Exercise:
Transcribe exactly the line containing "Locate the bare multi-stemmed" and every line after it, through the end of the records below.

Collection entries
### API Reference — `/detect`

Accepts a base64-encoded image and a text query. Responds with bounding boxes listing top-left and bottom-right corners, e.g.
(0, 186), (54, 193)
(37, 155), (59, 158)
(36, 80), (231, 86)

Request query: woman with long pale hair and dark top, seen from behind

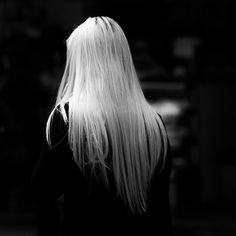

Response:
(33, 17), (171, 236)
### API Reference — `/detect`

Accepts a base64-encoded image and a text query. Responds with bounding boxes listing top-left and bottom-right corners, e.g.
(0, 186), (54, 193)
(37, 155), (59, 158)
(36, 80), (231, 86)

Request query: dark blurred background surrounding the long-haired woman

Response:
(0, 0), (236, 236)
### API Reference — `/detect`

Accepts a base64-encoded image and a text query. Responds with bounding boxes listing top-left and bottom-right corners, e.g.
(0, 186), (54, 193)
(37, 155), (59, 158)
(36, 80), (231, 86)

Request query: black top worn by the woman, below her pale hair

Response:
(32, 105), (172, 236)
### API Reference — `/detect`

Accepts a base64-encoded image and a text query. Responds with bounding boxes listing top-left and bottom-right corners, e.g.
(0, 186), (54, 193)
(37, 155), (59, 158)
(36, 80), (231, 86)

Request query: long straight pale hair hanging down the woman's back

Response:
(46, 17), (167, 213)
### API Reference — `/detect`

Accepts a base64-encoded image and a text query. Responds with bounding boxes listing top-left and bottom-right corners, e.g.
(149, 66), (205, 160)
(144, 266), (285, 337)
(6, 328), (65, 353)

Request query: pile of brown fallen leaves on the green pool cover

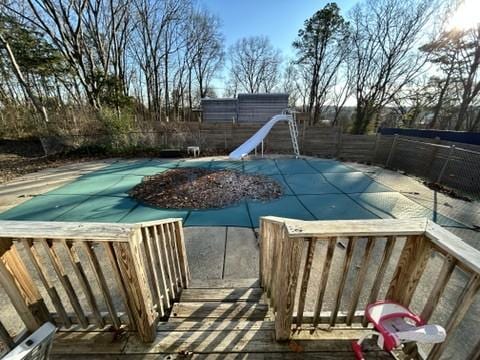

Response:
(129, 168), (282, 209)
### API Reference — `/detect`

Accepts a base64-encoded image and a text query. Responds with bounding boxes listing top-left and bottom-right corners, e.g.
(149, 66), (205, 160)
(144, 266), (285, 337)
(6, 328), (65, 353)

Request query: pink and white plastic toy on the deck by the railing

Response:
(352, 300), (446, 360)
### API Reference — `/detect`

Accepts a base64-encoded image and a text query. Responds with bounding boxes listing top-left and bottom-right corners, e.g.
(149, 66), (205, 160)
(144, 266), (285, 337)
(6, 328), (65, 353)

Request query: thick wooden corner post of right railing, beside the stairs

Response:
(275, 225), (304, 341)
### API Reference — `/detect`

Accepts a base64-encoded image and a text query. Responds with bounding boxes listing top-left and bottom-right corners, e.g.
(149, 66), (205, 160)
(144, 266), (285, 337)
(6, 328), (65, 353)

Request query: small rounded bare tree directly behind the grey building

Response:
(229, 36), (281, 93)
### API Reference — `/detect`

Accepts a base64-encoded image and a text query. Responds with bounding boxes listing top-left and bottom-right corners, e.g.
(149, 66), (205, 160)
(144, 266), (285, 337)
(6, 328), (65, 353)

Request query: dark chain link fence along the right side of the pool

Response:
(373, 135), (480, 200)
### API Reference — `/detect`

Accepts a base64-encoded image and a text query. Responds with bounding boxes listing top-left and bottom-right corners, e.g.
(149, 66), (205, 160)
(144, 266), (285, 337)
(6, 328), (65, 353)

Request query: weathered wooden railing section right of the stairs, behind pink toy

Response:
(260, 217), (480, 359)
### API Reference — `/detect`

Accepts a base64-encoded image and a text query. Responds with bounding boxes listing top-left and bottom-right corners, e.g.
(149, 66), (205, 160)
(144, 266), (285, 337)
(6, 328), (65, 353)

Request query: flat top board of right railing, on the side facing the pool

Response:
(263, 216), (427, 238)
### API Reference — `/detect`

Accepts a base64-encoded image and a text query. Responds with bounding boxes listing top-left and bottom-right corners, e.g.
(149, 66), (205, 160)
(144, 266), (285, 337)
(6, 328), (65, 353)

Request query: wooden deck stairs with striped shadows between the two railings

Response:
(134, 279), (391, 359)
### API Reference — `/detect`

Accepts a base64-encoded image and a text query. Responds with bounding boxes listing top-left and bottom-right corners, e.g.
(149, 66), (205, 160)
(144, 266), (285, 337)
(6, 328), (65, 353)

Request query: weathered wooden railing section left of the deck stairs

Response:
(0, 219), (190, 346)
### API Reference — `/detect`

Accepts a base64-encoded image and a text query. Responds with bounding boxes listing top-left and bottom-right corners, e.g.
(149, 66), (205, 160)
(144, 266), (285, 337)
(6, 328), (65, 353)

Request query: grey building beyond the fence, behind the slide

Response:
(201, 94), (288, 123)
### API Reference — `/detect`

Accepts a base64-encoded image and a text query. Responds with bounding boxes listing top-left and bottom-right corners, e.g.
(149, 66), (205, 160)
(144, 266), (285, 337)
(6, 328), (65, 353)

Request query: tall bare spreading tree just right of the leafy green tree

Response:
(350, 0), (435, 134)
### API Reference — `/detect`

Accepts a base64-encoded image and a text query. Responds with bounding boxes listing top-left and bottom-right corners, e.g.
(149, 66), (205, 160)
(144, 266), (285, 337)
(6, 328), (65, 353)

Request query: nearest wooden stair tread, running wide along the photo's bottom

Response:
(52, 329), (391, 360)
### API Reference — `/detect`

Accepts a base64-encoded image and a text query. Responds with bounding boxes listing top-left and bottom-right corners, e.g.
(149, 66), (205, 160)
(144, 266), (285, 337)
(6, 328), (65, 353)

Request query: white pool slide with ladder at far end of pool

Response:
(228, 114), (300, 160)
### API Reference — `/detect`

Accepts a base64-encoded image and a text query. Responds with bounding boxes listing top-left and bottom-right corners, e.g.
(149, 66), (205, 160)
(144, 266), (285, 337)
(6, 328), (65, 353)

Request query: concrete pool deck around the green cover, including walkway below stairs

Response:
(0, 157), (480, 279)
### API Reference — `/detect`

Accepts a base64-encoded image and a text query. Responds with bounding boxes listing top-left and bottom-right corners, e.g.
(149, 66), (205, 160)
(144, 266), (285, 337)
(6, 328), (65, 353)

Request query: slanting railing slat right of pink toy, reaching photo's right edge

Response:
(428, 274), (480, 360)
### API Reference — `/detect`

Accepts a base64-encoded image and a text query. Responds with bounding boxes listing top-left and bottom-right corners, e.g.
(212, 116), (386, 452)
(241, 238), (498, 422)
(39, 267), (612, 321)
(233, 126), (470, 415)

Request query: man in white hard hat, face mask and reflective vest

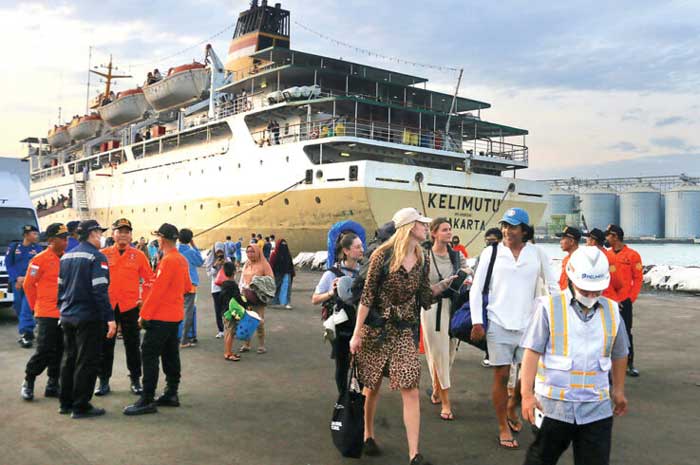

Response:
(521, 246), (628, 465)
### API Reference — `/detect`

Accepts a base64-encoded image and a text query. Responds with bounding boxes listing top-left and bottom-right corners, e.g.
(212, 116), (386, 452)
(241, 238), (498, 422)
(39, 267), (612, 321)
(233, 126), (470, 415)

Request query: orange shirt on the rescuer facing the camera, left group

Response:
(101, 244), (154, 313)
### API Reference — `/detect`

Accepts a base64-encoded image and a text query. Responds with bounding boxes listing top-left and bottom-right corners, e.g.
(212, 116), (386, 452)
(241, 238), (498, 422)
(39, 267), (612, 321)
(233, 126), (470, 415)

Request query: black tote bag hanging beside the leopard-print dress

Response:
(331, 357), (365, 459)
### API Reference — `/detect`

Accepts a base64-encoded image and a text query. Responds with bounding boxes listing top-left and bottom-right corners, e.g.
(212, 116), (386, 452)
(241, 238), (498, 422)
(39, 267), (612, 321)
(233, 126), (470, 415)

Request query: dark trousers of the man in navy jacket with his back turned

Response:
(60, 320), (106, 411)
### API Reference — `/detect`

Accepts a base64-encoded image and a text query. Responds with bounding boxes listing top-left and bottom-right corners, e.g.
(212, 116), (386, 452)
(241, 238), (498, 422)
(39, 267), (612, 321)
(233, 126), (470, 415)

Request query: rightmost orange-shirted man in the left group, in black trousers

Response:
(124, 223), (192, 415)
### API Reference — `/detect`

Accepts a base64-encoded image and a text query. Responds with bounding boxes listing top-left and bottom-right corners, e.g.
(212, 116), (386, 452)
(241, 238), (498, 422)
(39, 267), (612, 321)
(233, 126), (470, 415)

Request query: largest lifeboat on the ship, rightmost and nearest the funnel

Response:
(143, 62), (210, 111)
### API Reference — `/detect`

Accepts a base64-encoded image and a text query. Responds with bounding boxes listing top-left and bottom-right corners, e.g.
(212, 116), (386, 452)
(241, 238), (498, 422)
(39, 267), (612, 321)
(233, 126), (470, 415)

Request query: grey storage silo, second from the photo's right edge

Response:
(620, 184), (663, 238)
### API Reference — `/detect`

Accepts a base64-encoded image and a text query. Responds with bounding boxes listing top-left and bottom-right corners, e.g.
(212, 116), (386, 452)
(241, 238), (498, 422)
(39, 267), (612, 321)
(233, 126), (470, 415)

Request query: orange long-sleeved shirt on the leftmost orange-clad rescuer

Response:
(23, 247), (61, 318)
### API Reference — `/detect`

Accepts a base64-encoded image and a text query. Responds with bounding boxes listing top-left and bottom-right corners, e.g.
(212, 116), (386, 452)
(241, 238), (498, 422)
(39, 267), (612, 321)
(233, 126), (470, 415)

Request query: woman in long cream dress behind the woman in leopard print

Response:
(421, 218), (471, 421)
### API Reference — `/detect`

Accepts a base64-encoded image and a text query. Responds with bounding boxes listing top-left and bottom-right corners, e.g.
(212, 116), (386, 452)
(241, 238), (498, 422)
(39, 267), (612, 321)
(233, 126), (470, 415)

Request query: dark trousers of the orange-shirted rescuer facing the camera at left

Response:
(98, 305), (141, 379)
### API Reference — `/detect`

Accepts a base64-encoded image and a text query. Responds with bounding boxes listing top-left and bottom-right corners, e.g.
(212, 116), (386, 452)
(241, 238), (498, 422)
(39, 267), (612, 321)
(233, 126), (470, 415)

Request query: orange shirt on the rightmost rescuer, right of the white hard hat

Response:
(603, 245), (644, 302)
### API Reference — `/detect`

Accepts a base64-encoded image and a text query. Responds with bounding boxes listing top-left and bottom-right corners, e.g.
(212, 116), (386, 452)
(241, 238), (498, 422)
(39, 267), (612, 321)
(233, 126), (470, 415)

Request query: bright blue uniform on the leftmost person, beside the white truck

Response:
(5, 242), (44, 338)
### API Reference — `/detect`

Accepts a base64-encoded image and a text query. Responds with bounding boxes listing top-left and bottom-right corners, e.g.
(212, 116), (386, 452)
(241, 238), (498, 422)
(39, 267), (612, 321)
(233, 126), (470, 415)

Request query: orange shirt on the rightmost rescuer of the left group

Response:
(141, 249), (192, 322)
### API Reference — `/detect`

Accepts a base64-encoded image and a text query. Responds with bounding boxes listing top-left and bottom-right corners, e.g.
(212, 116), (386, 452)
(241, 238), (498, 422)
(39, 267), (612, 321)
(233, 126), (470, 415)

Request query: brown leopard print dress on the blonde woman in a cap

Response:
(357, 251), (433, 390)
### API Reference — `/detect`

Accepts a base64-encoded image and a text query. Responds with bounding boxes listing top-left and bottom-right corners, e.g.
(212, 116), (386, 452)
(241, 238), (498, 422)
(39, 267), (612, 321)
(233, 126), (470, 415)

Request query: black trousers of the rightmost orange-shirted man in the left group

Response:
(141, 320), (180, 400)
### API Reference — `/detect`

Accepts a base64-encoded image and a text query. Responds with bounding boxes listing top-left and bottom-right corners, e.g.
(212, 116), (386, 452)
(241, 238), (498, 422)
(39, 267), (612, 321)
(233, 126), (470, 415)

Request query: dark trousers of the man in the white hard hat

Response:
(524, 417), (612, 465)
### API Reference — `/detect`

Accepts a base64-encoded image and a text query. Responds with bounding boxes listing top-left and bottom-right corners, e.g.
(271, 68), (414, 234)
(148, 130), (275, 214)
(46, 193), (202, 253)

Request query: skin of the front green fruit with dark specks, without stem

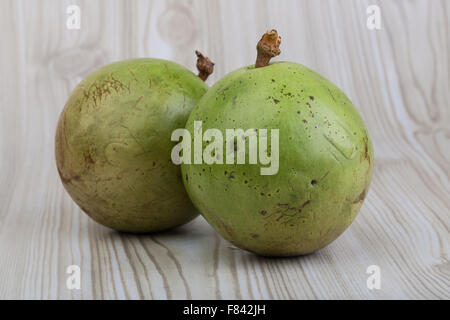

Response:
(182, 62), (373, 256)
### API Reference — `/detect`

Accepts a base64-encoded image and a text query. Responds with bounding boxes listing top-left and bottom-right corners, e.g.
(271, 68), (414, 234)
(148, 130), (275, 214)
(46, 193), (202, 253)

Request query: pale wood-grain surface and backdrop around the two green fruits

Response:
(0, 0), (450, 299)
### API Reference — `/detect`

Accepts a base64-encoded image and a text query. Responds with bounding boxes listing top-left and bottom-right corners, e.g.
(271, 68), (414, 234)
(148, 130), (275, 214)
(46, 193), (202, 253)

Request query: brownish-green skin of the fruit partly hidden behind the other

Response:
(55, 58), (208, 232)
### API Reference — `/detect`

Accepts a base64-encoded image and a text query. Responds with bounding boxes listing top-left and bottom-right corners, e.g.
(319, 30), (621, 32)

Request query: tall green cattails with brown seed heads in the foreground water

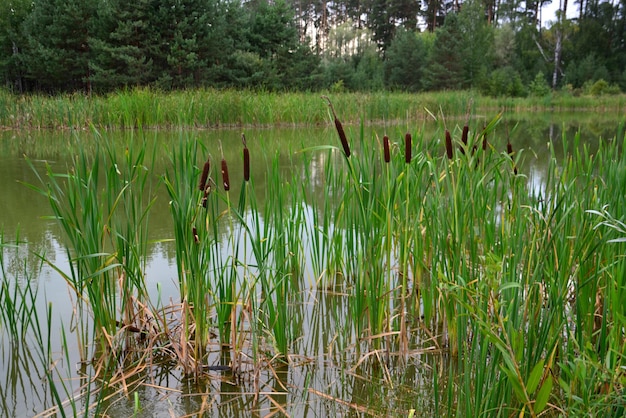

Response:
(0, 96), (626, 416)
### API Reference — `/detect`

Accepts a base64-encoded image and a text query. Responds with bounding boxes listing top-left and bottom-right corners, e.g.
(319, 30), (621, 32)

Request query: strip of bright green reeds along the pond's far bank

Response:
(0, 89), (626, 129)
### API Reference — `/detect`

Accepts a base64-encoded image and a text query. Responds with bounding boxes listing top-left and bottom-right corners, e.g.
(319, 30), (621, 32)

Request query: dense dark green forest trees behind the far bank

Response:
(0, 0), (626, 96)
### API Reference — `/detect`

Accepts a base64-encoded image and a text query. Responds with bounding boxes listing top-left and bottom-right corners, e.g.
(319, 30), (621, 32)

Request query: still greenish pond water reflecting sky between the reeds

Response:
(0, 114), (624, 417)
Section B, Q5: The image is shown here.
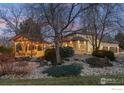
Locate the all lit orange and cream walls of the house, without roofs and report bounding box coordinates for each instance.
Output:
[12,36,119,57]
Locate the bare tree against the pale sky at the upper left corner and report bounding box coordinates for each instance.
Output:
[0,6,24,34]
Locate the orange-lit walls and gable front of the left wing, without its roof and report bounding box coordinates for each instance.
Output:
[12,38,50,57]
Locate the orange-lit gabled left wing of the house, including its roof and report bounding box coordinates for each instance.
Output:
[10,35,50,57]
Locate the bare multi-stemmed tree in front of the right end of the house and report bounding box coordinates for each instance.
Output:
[81,4,119,51]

Solution:
Locate the bare multi-stemmed tree in front of the right end of the house and report bounding box coordinates for each instance.
Output:
[81,4,119,51]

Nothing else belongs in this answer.